This is the first time in over a decade that we can't see many of you at
Transmediale this year, so join our assembly in a moo.
---
Uneasy Social: The Telekommunisten Assembly @transmediale
Baruch Gottlieb
We all know easy social. You say hello, someone says hello back. But
then the uneasiness begins. And that's the way it should be. The bigger
the society, the more heterogenous, the more fraught with inequality,
injustice, grudges, prejudice, or when you're lucky, preferences. The
complex structure of large societies force us to get to know strangers,
to help each other through the hard stuff, its not easy, but its worth
it.
When the Internet went mainstream, there was an moment called Eternal
September. Until then, the internet was the domain mostly of people with
privilege, many of which had technical interest or commitments in how
the Internet worked. Of course they were civil to each other, like
colleagues at a big factory. And this big polyphonous civility led many
to extrapolate that the Internet could bring about a new era of human
exchange, radically cutting across all the ills and trauma that had
accompanied humanity to this apotheosis.
But there already were indications for concern that things may not work
out so smoothly. Every September, a new coterie of university students
would get access to the Internet through their institutions. This
increasingly diverse student body would instantly engage in all manner
of experimental, irreverent behaviour, and, every September, those who
had seen it all, and learned how to get along online had to instruct the
newcomers how to avoid conflict and strife so that all could benefit
from the network together. Then came commercial providers and the
floodgates opened. The small town became a bustling megalopolis
overnight and it was impossible to imagine anything like netiquette as
such ever again. And rightly so. The Internet came to resemble more
truly the societies which had spawned it, with all its injustice, hate,
hope, striving and strife.
The general purpose internet wasn’t ever going to be the emancipatory
environemnt it was advertised to be. How could it be? As Andrew Feenberg
states in his “10 Paradoxes of technology”
https://www.sfu.ca/~andrewf/paradoxes.pdf the way technologies have
developed should not be seen as producing the best possible outcomes,
such that the technologies we have around us today are the manifest
destiny of technological progress. No, at every stage, the radically
emancipatory potential of technologies is constrained by social
imperatives. And in our age the top imperative comes from the top, from
the investor class who rules the production chains.
When the satisfactory deployment of any new technology is always
proportional to how much investment is attracted, its obvious that new
technologies will only be implemented in ways which suit the interests
of the investor classes, which are to make as much money in as short a
time as possible, by enclosing and extracting maximum value from users.
This drive to the bottom, producing platforms which maximise
sensationalism, conflict and contraversy while at the same time spying
on and manipulating their users behaviour, fulfil this short-term profit
imperative best, producing a world of fly-by-night, maximally
exploitative commercial entities which rile us up, burn us out, and
leave us and our real social construction in the dust. On one hand the
Internet offered “easy social” interaction, because anyone could make an
account on a commercial platform and begin to engage, on the other hand
this engagement was itself part of the profit model of the platform and
so was subject to the priorities of the platform’s investors.
::::
> **INSTRUCTIONS FOR THE TASK**
Extend the essay on uneasy social life online from the point where it stops, following its argument about investor-driven platforms.

Items in a dataset
::::
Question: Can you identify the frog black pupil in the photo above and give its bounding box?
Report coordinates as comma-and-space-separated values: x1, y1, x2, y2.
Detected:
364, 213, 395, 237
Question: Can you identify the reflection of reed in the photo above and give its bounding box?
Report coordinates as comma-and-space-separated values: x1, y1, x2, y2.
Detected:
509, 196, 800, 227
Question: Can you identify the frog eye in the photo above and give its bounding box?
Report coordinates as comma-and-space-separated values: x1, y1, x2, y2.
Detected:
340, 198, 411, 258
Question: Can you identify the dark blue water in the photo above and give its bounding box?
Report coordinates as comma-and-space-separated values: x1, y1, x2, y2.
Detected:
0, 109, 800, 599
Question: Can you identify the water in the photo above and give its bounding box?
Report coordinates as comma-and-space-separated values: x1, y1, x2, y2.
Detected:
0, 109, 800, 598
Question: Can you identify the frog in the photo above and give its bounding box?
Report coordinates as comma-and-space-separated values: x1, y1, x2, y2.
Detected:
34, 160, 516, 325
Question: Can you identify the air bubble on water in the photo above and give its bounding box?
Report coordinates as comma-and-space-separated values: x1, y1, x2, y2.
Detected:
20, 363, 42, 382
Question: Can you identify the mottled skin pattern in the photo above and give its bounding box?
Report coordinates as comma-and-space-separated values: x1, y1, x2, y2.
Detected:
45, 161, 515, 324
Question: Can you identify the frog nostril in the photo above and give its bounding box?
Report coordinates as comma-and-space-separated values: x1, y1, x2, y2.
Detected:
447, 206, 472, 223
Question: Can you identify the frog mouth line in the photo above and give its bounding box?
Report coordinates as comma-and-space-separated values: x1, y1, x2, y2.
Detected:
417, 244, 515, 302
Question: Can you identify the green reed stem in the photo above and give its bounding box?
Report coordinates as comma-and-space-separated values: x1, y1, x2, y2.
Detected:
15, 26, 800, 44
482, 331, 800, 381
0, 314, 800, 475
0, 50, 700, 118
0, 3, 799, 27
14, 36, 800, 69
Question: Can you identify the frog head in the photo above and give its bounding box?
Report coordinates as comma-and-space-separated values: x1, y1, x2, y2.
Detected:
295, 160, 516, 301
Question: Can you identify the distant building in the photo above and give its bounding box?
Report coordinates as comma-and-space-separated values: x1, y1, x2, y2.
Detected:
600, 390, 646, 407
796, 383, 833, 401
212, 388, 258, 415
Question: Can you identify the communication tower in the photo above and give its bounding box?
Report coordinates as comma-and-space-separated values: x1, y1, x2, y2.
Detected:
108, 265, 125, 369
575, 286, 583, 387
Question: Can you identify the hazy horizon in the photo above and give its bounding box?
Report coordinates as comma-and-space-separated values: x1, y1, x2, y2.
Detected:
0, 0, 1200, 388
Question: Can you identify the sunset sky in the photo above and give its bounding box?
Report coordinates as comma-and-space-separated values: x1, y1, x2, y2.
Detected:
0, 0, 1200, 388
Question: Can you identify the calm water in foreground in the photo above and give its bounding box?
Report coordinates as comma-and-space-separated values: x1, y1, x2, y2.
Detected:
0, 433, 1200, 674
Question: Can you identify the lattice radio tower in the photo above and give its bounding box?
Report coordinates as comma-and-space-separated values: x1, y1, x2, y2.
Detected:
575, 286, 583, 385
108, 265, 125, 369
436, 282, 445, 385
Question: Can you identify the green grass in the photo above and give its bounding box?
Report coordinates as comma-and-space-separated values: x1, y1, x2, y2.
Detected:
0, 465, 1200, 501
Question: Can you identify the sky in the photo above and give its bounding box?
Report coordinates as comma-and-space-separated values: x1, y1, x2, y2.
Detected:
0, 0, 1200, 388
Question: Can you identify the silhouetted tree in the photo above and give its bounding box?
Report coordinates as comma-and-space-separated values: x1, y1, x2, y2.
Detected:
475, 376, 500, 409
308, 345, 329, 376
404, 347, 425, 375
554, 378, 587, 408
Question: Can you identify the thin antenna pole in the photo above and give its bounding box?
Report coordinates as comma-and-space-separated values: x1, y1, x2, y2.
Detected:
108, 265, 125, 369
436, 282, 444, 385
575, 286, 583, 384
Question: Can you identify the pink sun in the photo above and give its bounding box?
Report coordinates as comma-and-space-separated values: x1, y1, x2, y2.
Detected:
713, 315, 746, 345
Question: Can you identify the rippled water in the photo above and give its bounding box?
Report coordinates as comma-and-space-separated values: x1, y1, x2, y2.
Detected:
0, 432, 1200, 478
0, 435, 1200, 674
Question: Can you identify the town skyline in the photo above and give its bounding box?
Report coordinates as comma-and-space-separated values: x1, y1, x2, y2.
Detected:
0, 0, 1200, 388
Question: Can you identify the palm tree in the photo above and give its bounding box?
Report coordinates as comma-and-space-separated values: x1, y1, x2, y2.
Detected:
::::
> **TASK RESPONSE**
In the 1930s in Germany, when the new technology of radio emerged, it
was taken up by the many trained electronics engineers in the populace.
An unprecedented new media form sprung up and became immensely popular:
“Arbeiterfunk”. Within months, dozens of independent workers radio
stations had begiun exploring all that a networked medium could perform
in their community. The programming was eclectic and creative, new forms
of worker’s opera, education, news and debate began to emerge. Of course
all this was far too threatening for the powers that be and within 6
months, the Arbeiterfunk movement was crushed by the imposition of
“license fees” for the operation of radios and extremely heavy penalties
for contravening the censorious broadcast laws, invoked, of course, in
the interest of public safety.
Today, as the American and European empires falter, we see a new
looming crackdown on popular communcation space. It starts with enemies
of decency, but soon enough it is likely to spread to assign all manner
of dissent as being threats to public safety. Easy social media will not
help us contend with the coming challenges. We need uneasy social,
social engagement where your experience expands and improves the more
you share, learn and exchange with other people. In uneasy social,
soci-ability combines social and ability, you develop real relationships
with people who help you and you help get the most out of the platform.
Unlike easy social where the platform extracts a hefty price for the
ease of interaction and the narrow freedoms of indifference and
dissociation, in uneasy social, the platform provides the minimum viable
infrastructure for the robust social construction which can only emerge
in community togeher. In uneasy social, everything you can do on the
platform is made by someone you know, so you can ask how it works.
Contributing to the social construction means getting to know others as
co-creators and comrades.
For transmediale, telekommunisten retrieves uneasy social technology
from the dawn of the Internet age in the form of a MOO. A MOO
https://en.wikipedia.org/wiki/MOO is a pre-cloud and pre-web fully
programmable social environment, first developed in the 90s, where the
environment can be infinitely expanded as desired by the users. In
this work of uneasily socialist contemporary networked artwork,
valencies of social interaction are radically emancipated, all manner of
new modes of social being can not only be designed, they can be
co-designed, experienced and lived together. Uneasy social builds real
social bonds because these serve purposes, there is a real economy of
friendship in the network, because everyone’s satisfaction depends on
everyone else.
Easy social merely means the hard part is being hidden from view, but we
all know this hiding comes at a price! Real social is uneasy, cringe at
times, but we bear with it because of the perks. Come rediscover the
benefits of uneasy social at the Telekommunisten Assembly! Local
networked media art hosted on a little board beneath a love seat in
Prenzlauer Berg! MOO programming sessions every month!
The Telekommunisten Assembly: https://asym.me/assembly/
or join us by telnet
assembly.asym.me port 7777
need help? just ask in the MOO or join our discord!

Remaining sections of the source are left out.